What to produce
Reproduce the lines below, replacing "segmentation" with "outline" wherever it occurs and leaving everything else unchanged.

··· Raw data ···

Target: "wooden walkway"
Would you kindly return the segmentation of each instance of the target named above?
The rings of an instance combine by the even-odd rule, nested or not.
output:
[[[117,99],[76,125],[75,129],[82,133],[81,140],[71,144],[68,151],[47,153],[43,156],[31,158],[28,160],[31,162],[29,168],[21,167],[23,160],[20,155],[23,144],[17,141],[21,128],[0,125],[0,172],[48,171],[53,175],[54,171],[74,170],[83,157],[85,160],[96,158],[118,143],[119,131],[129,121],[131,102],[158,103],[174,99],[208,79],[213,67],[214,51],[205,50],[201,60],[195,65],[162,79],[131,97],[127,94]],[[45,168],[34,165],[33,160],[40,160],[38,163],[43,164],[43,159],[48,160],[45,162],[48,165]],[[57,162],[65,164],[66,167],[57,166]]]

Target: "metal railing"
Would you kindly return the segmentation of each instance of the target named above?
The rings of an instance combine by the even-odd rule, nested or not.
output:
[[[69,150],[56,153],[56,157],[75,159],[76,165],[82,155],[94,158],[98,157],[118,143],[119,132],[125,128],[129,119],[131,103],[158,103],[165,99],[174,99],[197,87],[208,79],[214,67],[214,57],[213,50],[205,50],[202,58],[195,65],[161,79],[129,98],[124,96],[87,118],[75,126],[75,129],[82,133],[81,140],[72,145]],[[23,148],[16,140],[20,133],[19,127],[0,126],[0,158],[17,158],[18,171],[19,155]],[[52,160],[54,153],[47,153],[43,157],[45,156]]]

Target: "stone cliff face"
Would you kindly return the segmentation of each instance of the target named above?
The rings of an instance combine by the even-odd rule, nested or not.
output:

···

Final result
Target: "wooden walkway"
Would you kindly return the outline of each instance of the target named above?
The rings of an instance combine by the even-odd rule, nested or not.
output:
[[[117,99],[76,125],[75,129],[82,133],[81,140],[71,144],[68,151],[47,153],[43,156],[31,158],[28,160],[31,162],[29,168],[21,167],[23,160],[20,155],[23,144],[17,141],[21,128],[0,125],[0,172],[48,171],[53,175],[54,171],[74,170],[83,157],[85,160],[96,158],[118,143],[119,131],[129,121],[131,102],[158,103],[174,99],[208,79],[213,67],[214,51],[205,50],[201,60],[195,65],[162,79],[131,97],[127,94]],[[45,168],[34,165],[33,160],[40,160],[38,163],[43,164],[43,159],[48,160],[45,162],[48,165]],[[57,162],[65,164],[66,167],[57,166]]]

Target: "metal railing"
Would you kindly return the outline of each instance of the target named above?
The rings of an instance combine by the even-odd rule, nested or not.
output:
[[[69,150],[56,153],[56,157],[75,159],[76,165],[82,155],[94,158],[98,157],[118,143],[119,132],[125,128],[129,119],[131,103],[158,103],[165,99],[174,99],[197,87],[208,79],[214,67],[214,57],[213,50],[205,50],[202,58],[195,65],[161,79],[129,98],[124,96],[87,118],[75,126],[75,129],[82,133],[81,140],[72,145]],[[23,148],[16,140],[20,133],[19,127],[0,126],[0,158],[17,158],[18,171],[19,155]],[[52,160],[54,153],[47,153],[43,157],[45,156]]]

Target: "stone cliff face"
Would you kindly return the outline of each instance of the target named above?
The rings of an instance combine by the even-odd rule, nested or not.
output:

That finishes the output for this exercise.